● **Data excerpts**:
----
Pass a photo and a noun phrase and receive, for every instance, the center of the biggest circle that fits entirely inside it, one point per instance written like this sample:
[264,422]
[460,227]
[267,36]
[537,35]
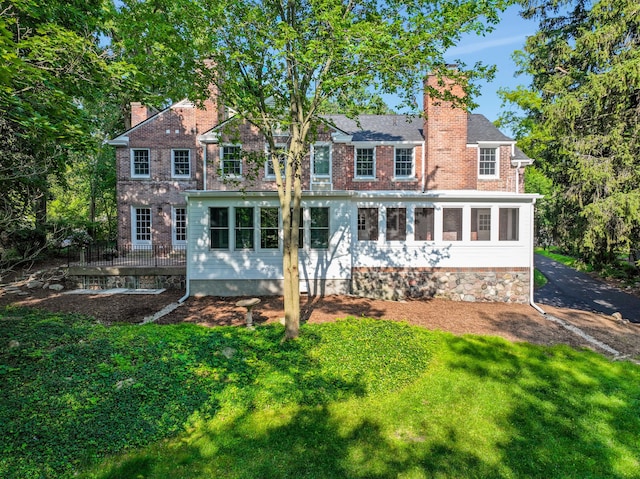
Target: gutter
[532,267]
[424,167]
[187,292]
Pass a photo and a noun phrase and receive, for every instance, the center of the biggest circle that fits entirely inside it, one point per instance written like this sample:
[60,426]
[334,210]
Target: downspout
[532,266]
[424,167]
[186,280]
[204,166]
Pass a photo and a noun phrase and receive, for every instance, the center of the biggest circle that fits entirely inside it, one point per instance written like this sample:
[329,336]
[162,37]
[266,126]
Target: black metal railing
[106,254]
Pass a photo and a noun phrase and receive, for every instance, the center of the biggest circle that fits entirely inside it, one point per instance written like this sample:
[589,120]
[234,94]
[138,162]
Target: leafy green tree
[582,113]
[52,66]
[278,62]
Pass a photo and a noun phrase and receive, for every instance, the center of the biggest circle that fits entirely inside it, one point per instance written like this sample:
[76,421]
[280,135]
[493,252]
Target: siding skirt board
[386,245]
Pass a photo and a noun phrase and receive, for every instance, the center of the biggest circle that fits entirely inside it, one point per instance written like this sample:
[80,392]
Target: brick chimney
[139,113]
[445,132]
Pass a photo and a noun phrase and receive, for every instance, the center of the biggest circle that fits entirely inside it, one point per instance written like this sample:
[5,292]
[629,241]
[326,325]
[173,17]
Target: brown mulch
[514,322]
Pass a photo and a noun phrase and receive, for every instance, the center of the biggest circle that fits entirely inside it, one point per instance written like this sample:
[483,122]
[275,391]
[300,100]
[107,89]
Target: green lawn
[358,398]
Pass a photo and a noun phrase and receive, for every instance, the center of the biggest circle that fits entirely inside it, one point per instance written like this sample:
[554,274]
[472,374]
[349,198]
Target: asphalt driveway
[568,288]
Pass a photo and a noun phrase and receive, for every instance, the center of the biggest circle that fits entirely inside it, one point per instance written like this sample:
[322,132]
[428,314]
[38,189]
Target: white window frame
[132,163]
[134,227]
[355,163]
[313,158]
[174,225]
[173,163]
[222,160]
[496,150]
[412,174]
[269,172]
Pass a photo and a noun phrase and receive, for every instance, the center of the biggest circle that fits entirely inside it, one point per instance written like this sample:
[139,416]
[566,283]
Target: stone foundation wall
[128,281]
[508,285]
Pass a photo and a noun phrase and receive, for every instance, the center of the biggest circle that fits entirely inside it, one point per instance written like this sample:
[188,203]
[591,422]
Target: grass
[352,399]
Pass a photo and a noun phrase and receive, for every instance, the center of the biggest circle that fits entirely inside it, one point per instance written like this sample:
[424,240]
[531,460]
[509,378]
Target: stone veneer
[507,285]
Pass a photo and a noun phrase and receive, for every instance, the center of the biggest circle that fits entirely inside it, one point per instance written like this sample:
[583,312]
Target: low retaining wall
[508,285]
[132,278]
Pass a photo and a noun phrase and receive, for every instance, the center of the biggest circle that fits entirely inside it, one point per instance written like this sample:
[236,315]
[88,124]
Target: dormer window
[403,164]
[231,160]
[365,163]
[488,166]
[140,163]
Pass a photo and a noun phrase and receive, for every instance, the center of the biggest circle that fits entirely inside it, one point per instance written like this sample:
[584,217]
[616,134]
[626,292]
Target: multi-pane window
[321,160]
[244,228]
[281,153]
[319,228]
[269,228]
[508,224]
[140,163]
[231,160]
[424,224]
[452,224]
[180,225]
[404,163]
[367,224]
[219,227]
[488,162]
[181,162]
[142,226]
[365,163]
[396,224]
[480,224]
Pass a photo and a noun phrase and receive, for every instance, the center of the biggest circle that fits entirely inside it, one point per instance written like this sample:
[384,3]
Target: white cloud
[479,44]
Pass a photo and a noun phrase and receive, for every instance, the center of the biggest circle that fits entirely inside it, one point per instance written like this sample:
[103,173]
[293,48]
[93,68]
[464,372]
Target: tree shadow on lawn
[572,414]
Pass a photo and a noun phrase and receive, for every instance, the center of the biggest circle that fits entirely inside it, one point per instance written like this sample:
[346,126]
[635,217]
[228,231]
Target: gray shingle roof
[409,128]
[379,127]
[479,129]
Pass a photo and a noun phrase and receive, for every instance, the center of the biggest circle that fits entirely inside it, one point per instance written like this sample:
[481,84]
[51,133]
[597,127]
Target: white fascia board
[118,141]
[341,138]
[522,162]
[479,144]
[448,195]
[209,137]
[371,144]
[261,194]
----
Copy all the data exactly as written, but skip any picture.

● **Result**:
Pass a photo and a noun phrase and receive, for every instance, the center of the biggest circle that fits entirely inside it, one point per instance written like this sample:
[264,422]
[460,227]
[267,36]
[537,35]
Target: gutter
[532,267]
[424,167]
[187,292]
Pass a photo and a noun phrase and receive, for every instance, the center of the biggest circle that fits entirely inside it, one point per instance written like this sample:
[60,426]
[334,210]
Target: downspout
[532,266]
[424,167]
[186,280]
[204,166]
Pass a photo and a noun phrase and receive, for every instance, the center of the biggest circle that fits entirely inside it, one point per instance written like this sample:
[329,336]
[162,37]
[266,126]
Target: black metal railing
[106,254]
Pass a photo and a noun phrase and receive, for every instance, the center of the biggest circle that fits entirely inside it, one point per instance written like this sample:
[589,120]
[234,94]
[138,162]
Target: leafy green tree
[582,113]
[52,66]
[278,62]
Pass a photo and a noun phrase and receive, for every instance, the center of the biggest circle that fits entirely inside it, one point per instance written like this sample:
[76,421]
[280,135]
[493,252]
Target: siding skirt board
[386,245]
Pass a photo and a noun phrase and receive, for every instance, the center of the biggest circle that fits entirely inside it, one point per instance written like this sample:
[80,392]
Target: brick chimney
[139,113]
[445,132]
Pass a photo and a noun phrase and receive, for every instance, the center of the biggest circle that fits entirely inside it, one point per instance written like this sample:
[5,292]
[629,241]
[326,325]
[173,17]
Target: brown mulch
[514,322]
Pass a photo and a noun phrase and receive, for every instance, the center of the biggest circle that fits entirely inside it, one point per instance written like this sample:
[483,122]
[275,391]
[300,100]
[107,89]
Target: green lawn
[358,398]
Pass a photo and a noun phrase and receive, for every instance, the center of the biggest circle that fits entirely inside it, one point per instance written like this sample:
[554,274]
[472,374]
[349,198]
Target: asphalt driveway
[568,288]
Pass a photo and a noun phrase and receive, for every instance, the center of the biggest circle that fits entirely inside it, one point per instance written like this sample:
[322,132]
[428,314]
[38,189]
Target: white window frame
[132,163]
[134,227]
[355,163]
[313,158]
[174,225]
[173,163]
[222,160]
[496,150]
[412,174]
[269,172]
Pass a photo and a noun phrase and receive, for every instance, the center of the biggest circle that fits entirely inside it, one point per instance written like this sample:
[139,416]
[566,283]
Target: stone foundation wall
[128,281]
[508,285]
Pass a photo and a noun phrase and receive, for every instance, the center of the biggest circle that fits entirely inside it, one point per instance written like this sample:
[188,203]
[591,422]
Target: grass
[352,399]
Pass a photo and a noun phrase and receive, for every instance, the center of the biggest circle that fits entirely inside it, one point per instance written like this sample:
[424,240]
[531,460]
[509,378]
Target: stone veneer
[507,285]
Pass a photo and a noun phrase and receive, for every instance, the center of the biggest circle that fits entirely inside it, one point per instance written like this sample:
[583,312]
Target: low retaining wall
[508,285]
[132,278]
Pass a photo and a noun phrase and receive, for every instance, the center of the biggest circle that fits entirely inside it, one point per instance written like this sample:
[236,315]
[88,124]
Target: dormer window
[403,164]
[231,160]
[365,163]
[488,166]
[140,163]
Pass a photo and a noun phrase and receive, for every instance, the center of the biggest circle that fits entirely inside it, one point per instance written like this sample:
[584,217]
[616,134]
[626,292]
Target: multi-pane window
[321,160]
[244,228]
[281,153]
[319,228]
[269,228]
[508,224]
[140,163]
[231,160]
[424,224]
[452,224]
[180,225]
[404,163]
[367,224]
[219,227]
[488,162]
[181,162]
[142,226]
[365,163]
[396,224]
[480,224]
Pass a photo and a noun phrase and receive, for every instance, the center of the biggest circle that fits entirely inside it, one point per instance written like this sample:
[384,3]
Target: white cloud
[479,44]
Pass a photo and a noun phrase and receive, for every instance, the center of the biggest circle that fits entirely inside it, one point per instance written like this sample:
[103,173]
[293,48]
[93,68]
[464,372]
Target: tree shadow on lawn
[572,414]
Pass a photo and a noun phrase and receive, for every instance, the center of the biggest circle that fits entirely inside it, one point per instance written like this sample:
[346,126]
[635,217]
[228,231]
Target: gray shingle roof
[409,128]
[379,127]
[479,129]
Pass a photo and a noun phrase and receive, for every instance, the center of the biggest circle that fits entirely inside it, one point per instance written like this sample:
[481,84]
[51,133]
[597,127]
Target: white fascia board
[118,141]
[341,138]
[522,162]
[479,144]
[448,195]
[209,137]
[371,144]
[261,194]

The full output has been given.